_Texto proporcionado_:
%%
“El niño, un ser social”
Covadonga Sáinz de Aja Collantes
Psicopedagoga, y profesora del Colegio Orvalle
Publicado en Hacer Familia
Somos creados para vivir en sociedad y somos sociales desde el momento en que empezamos a existir. Cuando nacemos, incluso antes, desde el vientre materno, entramos en contacto con lo que nos rodea a medida que se van desarrollando los sentidos del bebé. Después de nacidos, el ser humano comienza inmediatamente a experimentar la existencia de otros individuos al interactuar con ellos, bien sea a través del contacto físico o de las emociones que se les manifieste por el tacto y el habla. Cogerles en brazos, expresarles cariño, cantarles y más, son canales para transmitirles multitud de información, que les facilitará conocer y relacionarse con lo que tiene alrededor.
%%
_Datos proporcionados_:
%%
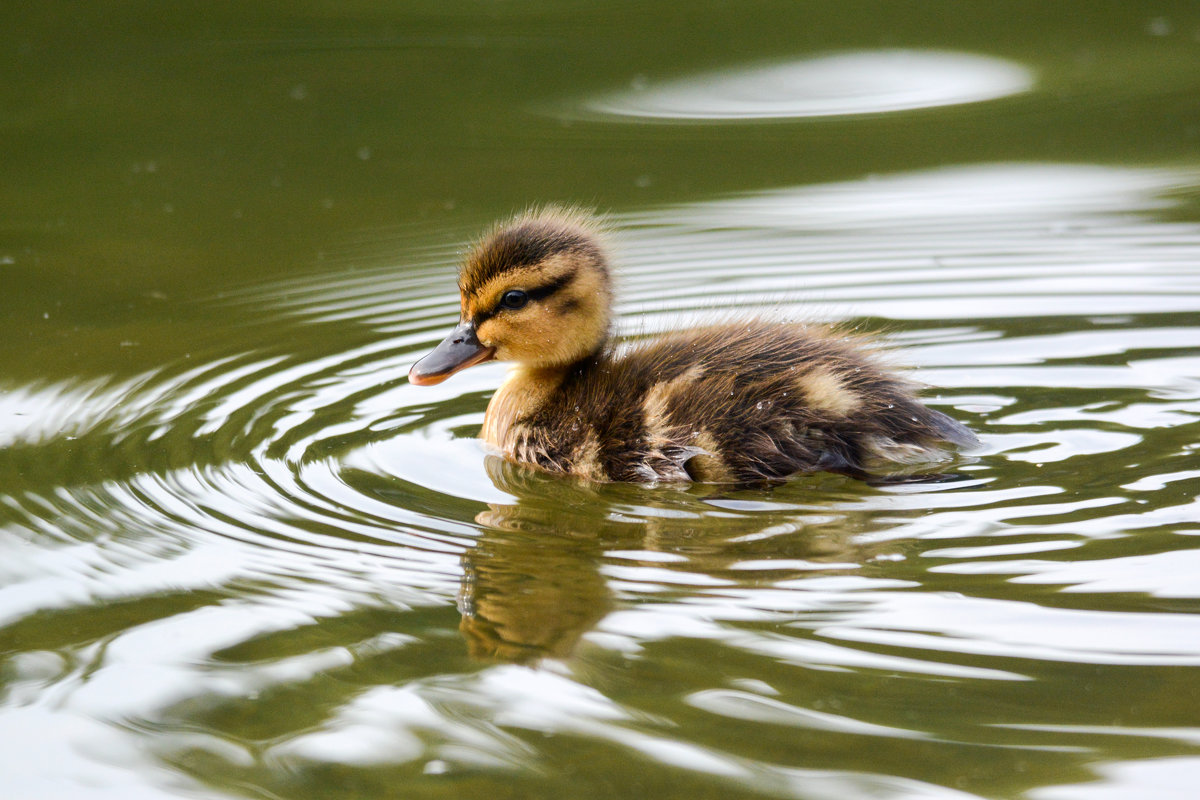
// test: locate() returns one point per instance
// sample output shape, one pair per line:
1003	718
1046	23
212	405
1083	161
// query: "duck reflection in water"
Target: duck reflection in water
532	587
535	582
%%
_Ejercicios_:
1) Según el texto sobre el niño como ser social, ¿desde cuándo entramos en contacto con lo que nos rodea?
2) Reescribe en forma de lista el párrafo del texto sobre el niño como ser social que comienza con «Somos creados para vivir en sociedad» y conserva sus datos principales.
3) Prosigue el texto sobre el niño como ser social a partir de su última oración.
El listado no interviene en esta actividad.

_Resultados esperados_:
1) Desde el vientre materno, a medida que se van desarrollando los sentidos del bebé.

2)
- Somos creados para vivir en sociedad y somos sociales desde que empezamos a existir.
- Ya desde el vientre materno entramos en contacto con el entorno, conforme se desarrollan los sentidos del bebé.
- Tras nacer, el ser humano experimenta la existencia de otros al interactuar con ellos, mediante el contacto físico o las emociones transmitidas por el tacto y el habla.
- Cogerlos en brazos, expresarles cariño y cantarles son canales que les transmiten mucha información, y esta les facilita conocer lo que tienen alrededor y relacionarse con ello.

3)
Estos inputs ya están grabándose en su cerebro, sus conexiones neuronales se multiplican con cada estímulo. Se plantea entonces una pregunta: ¿Podría un niño estar solo? Obviando el hecho de que necesitaría alimento para sobrevivir y él mismo no es capaz de proporcionárselo, la respuesta es que el ser humano precisa de un entorno para desarrollarse correctamente. Ha habido en la historia casos de niños abandonados y criados entre animales, en un medio salvaje, sin la compañía de otros hombres, sabemos las dificultades y los problemas a los que tuvieron que enfrentarse. Por tanto, podemos afirmar que las personas necesitamos nacer y crecer en sociedad.
La familia es el primer núcleo social, es la base de todo el aprendizaje desde los primeros meses de vida del bebé, incluso cuando todo es alimentación, cuidados e higiene. Son los padres y hermanos quienes le introducen en el mundo. Cada palabra que le dirigen, cada gesto, cada muestra de cariño, comunica e implica socialización. El ser humano depende de otros como él para desarrollarse y vivir acorde a sus capacidades y para explotar todo su potencial.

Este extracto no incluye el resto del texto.